Collected data entries
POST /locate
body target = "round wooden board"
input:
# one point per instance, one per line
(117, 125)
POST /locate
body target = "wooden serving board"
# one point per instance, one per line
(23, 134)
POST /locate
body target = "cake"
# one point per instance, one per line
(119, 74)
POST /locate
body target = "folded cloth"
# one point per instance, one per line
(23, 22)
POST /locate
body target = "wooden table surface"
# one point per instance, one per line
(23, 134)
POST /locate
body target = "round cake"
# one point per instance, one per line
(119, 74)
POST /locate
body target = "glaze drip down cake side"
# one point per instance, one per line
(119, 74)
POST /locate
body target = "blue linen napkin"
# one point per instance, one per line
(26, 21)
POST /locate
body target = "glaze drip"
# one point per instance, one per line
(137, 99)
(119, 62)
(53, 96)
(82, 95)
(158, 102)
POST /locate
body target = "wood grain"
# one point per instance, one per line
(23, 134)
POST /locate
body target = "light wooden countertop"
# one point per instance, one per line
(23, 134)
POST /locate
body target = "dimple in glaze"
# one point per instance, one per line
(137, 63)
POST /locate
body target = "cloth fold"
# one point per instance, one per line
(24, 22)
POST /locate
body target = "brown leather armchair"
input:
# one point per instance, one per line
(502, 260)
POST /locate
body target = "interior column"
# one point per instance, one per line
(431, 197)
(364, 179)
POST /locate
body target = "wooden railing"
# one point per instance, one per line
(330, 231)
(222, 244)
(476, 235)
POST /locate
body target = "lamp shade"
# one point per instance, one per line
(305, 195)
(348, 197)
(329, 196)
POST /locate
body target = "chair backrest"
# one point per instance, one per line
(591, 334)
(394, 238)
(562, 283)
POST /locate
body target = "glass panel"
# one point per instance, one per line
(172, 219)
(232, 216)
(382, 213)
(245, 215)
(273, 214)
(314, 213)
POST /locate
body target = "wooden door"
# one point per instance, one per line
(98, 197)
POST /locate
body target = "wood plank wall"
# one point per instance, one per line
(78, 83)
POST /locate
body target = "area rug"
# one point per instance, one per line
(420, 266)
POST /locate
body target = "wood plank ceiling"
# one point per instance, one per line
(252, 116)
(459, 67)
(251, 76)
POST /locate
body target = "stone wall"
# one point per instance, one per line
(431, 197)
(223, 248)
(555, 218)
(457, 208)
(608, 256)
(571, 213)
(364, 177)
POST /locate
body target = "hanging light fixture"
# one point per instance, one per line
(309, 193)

## Try it
Wherever a line in the entries above holds "light", copy that line.

## Expected answer
body target = "light wooden countertop"
body target = "hanging light fixture"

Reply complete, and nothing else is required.